--- Task goal ---
Starting at the line that contains "Give the outline of every instance of the dark", arrange everything through the end of the entries as a numbered list, one line per item. Omit any blank lines.

--- Data to use ---
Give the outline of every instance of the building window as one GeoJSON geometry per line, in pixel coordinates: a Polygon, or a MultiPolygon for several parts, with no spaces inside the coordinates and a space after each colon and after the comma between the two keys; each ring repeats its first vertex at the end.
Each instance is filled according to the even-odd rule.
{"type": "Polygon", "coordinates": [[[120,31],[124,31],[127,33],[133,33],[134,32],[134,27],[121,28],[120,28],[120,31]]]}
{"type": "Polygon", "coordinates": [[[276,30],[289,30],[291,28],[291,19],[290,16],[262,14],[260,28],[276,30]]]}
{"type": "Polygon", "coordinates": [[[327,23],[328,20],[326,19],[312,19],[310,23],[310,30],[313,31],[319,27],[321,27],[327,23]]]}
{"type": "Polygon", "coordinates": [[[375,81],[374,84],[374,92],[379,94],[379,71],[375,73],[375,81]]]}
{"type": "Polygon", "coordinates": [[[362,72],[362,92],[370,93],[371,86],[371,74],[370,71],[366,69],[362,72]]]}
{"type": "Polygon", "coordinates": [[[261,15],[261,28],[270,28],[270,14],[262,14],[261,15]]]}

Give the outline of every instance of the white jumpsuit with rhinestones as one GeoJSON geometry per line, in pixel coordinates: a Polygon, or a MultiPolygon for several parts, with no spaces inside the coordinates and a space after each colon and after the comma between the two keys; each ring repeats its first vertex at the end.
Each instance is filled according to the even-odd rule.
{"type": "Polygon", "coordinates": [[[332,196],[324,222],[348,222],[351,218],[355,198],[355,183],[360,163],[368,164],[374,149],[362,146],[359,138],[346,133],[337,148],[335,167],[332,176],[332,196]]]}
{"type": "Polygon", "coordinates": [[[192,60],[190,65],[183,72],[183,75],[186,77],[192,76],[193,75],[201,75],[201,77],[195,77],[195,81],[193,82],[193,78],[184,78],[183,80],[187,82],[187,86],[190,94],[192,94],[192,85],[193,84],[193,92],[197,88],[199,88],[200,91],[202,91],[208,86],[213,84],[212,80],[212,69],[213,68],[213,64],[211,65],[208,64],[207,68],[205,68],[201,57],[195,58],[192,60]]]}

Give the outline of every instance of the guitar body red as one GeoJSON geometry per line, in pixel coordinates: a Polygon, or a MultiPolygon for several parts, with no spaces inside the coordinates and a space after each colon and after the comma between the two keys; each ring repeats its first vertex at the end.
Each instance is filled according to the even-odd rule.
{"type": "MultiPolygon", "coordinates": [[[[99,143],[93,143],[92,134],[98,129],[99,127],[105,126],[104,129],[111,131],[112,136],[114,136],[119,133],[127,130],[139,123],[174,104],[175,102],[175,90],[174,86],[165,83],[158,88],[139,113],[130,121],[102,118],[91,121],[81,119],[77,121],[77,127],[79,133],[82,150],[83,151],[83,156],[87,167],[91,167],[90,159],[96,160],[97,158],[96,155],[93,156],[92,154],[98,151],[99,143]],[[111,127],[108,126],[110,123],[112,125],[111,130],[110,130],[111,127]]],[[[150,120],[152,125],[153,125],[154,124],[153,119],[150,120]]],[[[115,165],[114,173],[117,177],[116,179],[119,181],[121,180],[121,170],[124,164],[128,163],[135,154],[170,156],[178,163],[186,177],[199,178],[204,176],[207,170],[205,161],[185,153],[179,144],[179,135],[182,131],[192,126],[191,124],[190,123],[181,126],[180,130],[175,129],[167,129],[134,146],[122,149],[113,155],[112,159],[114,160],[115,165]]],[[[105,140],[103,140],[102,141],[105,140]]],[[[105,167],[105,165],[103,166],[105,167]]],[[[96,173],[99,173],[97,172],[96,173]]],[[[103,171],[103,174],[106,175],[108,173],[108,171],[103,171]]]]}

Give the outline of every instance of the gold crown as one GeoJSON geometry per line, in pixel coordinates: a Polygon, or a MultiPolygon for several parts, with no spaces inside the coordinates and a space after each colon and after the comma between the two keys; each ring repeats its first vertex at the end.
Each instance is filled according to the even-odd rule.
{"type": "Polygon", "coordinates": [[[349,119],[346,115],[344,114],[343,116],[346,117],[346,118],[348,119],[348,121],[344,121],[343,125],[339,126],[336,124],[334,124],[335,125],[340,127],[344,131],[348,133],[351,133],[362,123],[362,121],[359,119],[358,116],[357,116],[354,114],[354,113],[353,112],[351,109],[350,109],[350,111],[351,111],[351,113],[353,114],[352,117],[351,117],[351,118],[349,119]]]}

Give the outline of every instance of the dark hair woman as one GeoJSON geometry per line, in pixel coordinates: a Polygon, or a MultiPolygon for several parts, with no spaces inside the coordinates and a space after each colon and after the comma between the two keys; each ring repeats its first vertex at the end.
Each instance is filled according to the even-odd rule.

--- Written response ---
1. Give the outline of every instance of the dark hair woman as one GeoJSON geometry per line, in pixel coordinates: a Polygon, or a MultiPolygon for several parts, with no spaces inside the coordinates and a space after each colon and after the comma between the two keys; each ring repeats its first vertex at the end.
2. Each instance is filled according to the even-odd rule.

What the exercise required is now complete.